START EXTRACT TO READ

Educator, activist and scholar bell hooks in her book Teaching to Transgress asserts “the classroom remains the most radical space of possibility in the academy”. As a theatre maker, I open up the aperture in this statement proposing that the classroom remains the most radical space of possibility in the performance community.  The classroom is a space to challenge inherited practices, disrupt assumptions, forward expectations, and to lay down the foundations of what we want our community to look like, sound like and be in the next 40-60 years. Given the seismic shifts in our political and cultural landscape, it is not hyperbole to say that we are living in a transformational time. Our culture makers are being looked to not just for artistic excellence and entertainment, but for leadership in communities. Questions about the role of culture in equity, in social inclusion, in creating a sustainable and ethical future for our world are in tandem with the creation of our artistic programming. Theatre, as an immediate, shared art form, demanding presence from both the makers and the audience, is an  ideal forum for asking and tackling these questions together, and the classroom is the laboratory and field to grow this work. 

As a theatre educator, I strive to train fearless, articulate artists who contribute to a relevant and distinctive Canadian culture, and who will present themselves, their ideas and their work with confidence in shared community. Central to my approach is practice-based learning within a methodological context, where student-driven inquiry is privileged alongside skills acquisition. The aim is to create a dynamic and exciting exchange between working with and understanding theoretical contexts, existing forms, methods and techniques, while also welcoming the productive critique of established practices in order to develop an authentic authorial voice.

 

LINKS

Review Wilde Tales

Review Elle 

Preview 7th Cousins  

RESEARCH AREAS AND INTERESTS

As a theatre artist, I am motivated by the possibility of affecting one another through live exchanges that engage, challenge and ask something of all who participate. I have adopted a strategy through which I can anchor my aesthetic idealism: Encounter. Described by philosopher, Romano Guardini, as “an amazing meeting with the reality of the other….where one is touched by the essence of the opposite,” Encounter is a governing value in my practice to address alienation in the actor/audience configuration, and in the creative process. As such, my research interests investigate disruptions of conventional ways of making through challenges to hierarchical leadership models in both professional and training contexts, and binary and fixed audience/performer relationships.

END EXTRACT TO READ
START DATA EXTRACT

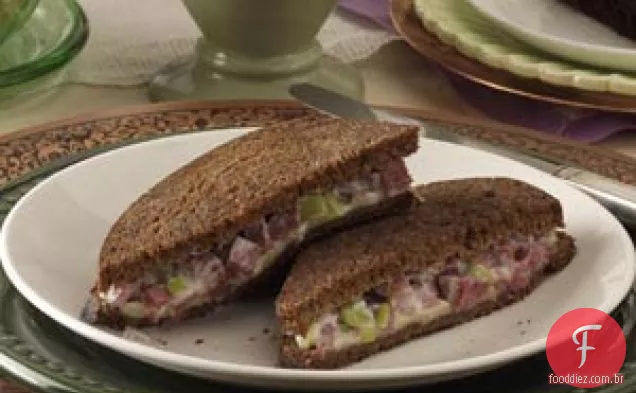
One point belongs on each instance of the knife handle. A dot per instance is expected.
(619, 198)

END DATA EXTRACT

▶ SHORT TASK 1: In the statement on theatre teaching, what strategy does the writer adopt to anchor aesthetic idealism?
▶ SHORT TASK 2: Using the statement on theatre teaching, explain why theatre is called an ideal forum for asking and tackling questions about culture, equity and the future.
▶ SHORT TASK 3: In the statement on theatre teaching, rewrite everything from "Review Elle" down to "fixed audience/performer relationships.", swapping "hierarchical leadership models" for "top-down leadership models".

▶ WRITTEN SOLUTION 1: The writer adopts Encounter as that strategy.

▶ WRITTEN SOLUTION 2: Theatre is an immediate, shared art form that demands presence from both the makers and the audience. Because of this, the questions can be asked and tackled together.

▶ WRITTEN SOLUTION 3:
Review Elle 

Preview 7th Cousins  

RESEARCH AREAS AND INTERESTS

As a theatre artist, I am motivated by the possibility of affecting one another through live exchanges that engage, challenge and ask something of all who participate. I have adopted a strategy through which I can anchor my aesthetic idealism: Encounter. Described by philosopher, Romano Guardini, as “an amazing meeting with the reality of the other….where one is touched by the essence of the opposite,” Encounter is a governing value in my practice to address alienation in the actor/audience configuration, and in the creative process. As such, my research interests investigate disruptions of conventional ways of making through challenges to top-down leadership models in both professional and training contexts, and binary and fixed audience/performer relationships.